━━━ Source records

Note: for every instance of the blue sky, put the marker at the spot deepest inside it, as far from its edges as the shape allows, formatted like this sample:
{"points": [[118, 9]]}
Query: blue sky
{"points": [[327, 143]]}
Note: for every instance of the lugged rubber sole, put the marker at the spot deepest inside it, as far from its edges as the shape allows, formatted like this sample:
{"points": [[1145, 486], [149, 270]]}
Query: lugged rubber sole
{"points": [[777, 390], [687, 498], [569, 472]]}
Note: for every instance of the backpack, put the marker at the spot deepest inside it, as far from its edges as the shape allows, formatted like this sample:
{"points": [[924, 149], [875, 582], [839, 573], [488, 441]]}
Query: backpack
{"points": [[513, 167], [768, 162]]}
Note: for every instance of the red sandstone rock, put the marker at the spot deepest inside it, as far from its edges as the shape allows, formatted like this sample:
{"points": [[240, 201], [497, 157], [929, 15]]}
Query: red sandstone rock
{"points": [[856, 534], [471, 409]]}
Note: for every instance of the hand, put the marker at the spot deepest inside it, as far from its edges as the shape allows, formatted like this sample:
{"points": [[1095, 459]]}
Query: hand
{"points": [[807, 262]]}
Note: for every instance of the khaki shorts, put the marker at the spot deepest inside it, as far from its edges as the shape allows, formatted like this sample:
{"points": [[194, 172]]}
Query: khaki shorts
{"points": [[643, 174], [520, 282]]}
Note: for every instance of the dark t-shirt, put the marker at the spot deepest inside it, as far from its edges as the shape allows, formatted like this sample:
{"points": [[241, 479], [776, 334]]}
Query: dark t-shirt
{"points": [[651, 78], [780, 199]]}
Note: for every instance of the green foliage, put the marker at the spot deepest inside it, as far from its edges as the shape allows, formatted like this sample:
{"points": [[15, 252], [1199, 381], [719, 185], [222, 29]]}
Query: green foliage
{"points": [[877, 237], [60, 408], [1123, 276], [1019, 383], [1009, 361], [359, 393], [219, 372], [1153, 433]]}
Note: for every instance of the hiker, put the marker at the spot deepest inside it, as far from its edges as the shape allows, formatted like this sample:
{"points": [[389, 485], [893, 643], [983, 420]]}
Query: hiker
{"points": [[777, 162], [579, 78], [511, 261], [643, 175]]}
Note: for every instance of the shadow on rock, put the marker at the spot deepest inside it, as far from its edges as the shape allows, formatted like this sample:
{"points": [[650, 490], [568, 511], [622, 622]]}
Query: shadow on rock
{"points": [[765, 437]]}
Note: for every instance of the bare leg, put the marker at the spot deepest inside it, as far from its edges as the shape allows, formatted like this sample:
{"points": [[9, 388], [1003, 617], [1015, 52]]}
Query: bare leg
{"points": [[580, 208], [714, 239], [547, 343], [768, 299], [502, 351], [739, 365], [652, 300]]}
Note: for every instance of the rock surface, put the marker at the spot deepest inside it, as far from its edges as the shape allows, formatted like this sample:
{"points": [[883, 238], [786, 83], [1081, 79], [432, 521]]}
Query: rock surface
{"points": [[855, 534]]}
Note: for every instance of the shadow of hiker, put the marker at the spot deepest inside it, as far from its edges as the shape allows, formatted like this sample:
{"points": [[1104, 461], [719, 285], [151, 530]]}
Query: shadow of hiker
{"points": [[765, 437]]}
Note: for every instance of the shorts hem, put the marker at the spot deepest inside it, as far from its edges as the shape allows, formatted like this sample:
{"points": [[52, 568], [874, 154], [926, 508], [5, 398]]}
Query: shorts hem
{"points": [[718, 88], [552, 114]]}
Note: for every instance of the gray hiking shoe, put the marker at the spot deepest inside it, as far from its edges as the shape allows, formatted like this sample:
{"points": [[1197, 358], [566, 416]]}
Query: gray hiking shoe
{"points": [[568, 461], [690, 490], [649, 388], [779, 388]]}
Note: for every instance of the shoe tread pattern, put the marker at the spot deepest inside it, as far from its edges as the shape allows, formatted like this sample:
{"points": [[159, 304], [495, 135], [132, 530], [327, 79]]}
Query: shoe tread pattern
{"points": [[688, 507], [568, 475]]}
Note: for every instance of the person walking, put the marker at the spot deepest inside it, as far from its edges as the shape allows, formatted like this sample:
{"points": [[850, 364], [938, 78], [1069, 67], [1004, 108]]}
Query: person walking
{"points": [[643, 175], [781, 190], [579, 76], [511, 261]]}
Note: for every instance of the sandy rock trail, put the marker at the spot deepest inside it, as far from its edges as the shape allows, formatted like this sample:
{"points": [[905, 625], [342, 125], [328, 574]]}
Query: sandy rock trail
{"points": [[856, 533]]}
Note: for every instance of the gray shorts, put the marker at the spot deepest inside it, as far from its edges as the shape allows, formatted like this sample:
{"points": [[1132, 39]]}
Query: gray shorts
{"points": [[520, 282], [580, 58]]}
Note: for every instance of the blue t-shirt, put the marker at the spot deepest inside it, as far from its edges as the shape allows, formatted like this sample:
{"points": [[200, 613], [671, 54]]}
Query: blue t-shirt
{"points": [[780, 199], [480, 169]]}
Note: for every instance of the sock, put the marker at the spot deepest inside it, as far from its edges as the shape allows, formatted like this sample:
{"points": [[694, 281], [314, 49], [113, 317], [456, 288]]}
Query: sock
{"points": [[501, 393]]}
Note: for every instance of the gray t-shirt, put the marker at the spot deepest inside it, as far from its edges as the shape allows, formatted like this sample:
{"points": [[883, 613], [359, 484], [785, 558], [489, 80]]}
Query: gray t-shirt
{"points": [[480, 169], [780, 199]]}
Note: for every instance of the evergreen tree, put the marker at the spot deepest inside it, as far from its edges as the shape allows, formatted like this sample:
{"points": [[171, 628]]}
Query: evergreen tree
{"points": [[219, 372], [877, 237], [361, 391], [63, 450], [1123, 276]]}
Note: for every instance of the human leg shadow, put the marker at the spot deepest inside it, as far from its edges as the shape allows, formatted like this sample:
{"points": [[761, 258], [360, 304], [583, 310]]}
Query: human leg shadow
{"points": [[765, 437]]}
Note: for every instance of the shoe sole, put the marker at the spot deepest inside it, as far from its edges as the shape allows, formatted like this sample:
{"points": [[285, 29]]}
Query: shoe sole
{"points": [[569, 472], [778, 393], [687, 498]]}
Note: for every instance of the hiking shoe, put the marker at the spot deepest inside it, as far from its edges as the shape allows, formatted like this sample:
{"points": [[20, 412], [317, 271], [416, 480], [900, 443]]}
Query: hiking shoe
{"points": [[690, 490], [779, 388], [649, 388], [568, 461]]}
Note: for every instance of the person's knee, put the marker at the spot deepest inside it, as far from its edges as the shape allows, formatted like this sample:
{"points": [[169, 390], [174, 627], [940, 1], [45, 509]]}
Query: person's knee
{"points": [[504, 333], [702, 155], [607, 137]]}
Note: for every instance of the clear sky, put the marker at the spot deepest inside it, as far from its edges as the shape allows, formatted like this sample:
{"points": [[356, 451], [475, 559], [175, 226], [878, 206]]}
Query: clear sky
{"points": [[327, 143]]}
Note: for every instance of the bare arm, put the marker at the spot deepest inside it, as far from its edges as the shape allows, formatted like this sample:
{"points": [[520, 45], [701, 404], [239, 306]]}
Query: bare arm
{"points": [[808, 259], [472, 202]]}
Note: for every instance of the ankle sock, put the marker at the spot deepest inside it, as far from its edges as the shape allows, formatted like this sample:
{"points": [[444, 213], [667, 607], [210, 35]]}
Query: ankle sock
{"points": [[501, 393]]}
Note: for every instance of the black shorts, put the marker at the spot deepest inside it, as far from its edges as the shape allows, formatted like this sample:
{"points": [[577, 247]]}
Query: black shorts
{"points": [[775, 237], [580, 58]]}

━━━━━━

#### Problem requirements:
Which lines run from the one containing "Note: for every instance of the clear" to the end of the entries above? Quote exactly those, and only those.

#### Solved exercise:
Note: for every instance of the clear sky, put the marker at the spot deepest inside it, as far from its edges as the shape allows, formatted like this sample:
{"points": [[356, 451], [475, 559], [175, 226], [878, 206]]}
Query: clear sky
{"points": [[327, 143]]}
Note: for every instance of the bare arm, put the marker at the spot deepest inside it, as far from its edges as the shape allows, formatted like this sample:
{"points": [[520, 45], [701, 404], [239, 306]]}
Query: bare arm
{"points": [[808, 259], [472, 202]]}
Note: for every instance of the ankle sock, put the marker at the spot deepest inside it, as far from its edges as the shape allows, formatted like this sample:
{"points": [[444, 213], [667, 607], [210, 35]]}
Query: ankle sock
{"points": [[501, 393]]}
Note: for every instance of the black shorts, put the marker at the spot deepest inside it, as far from its edges as the shape allows, formatted like this sample:
{"points": [[577, 247]]}
Query: black shorts
{"points": [[775, 237], [580, 58]]}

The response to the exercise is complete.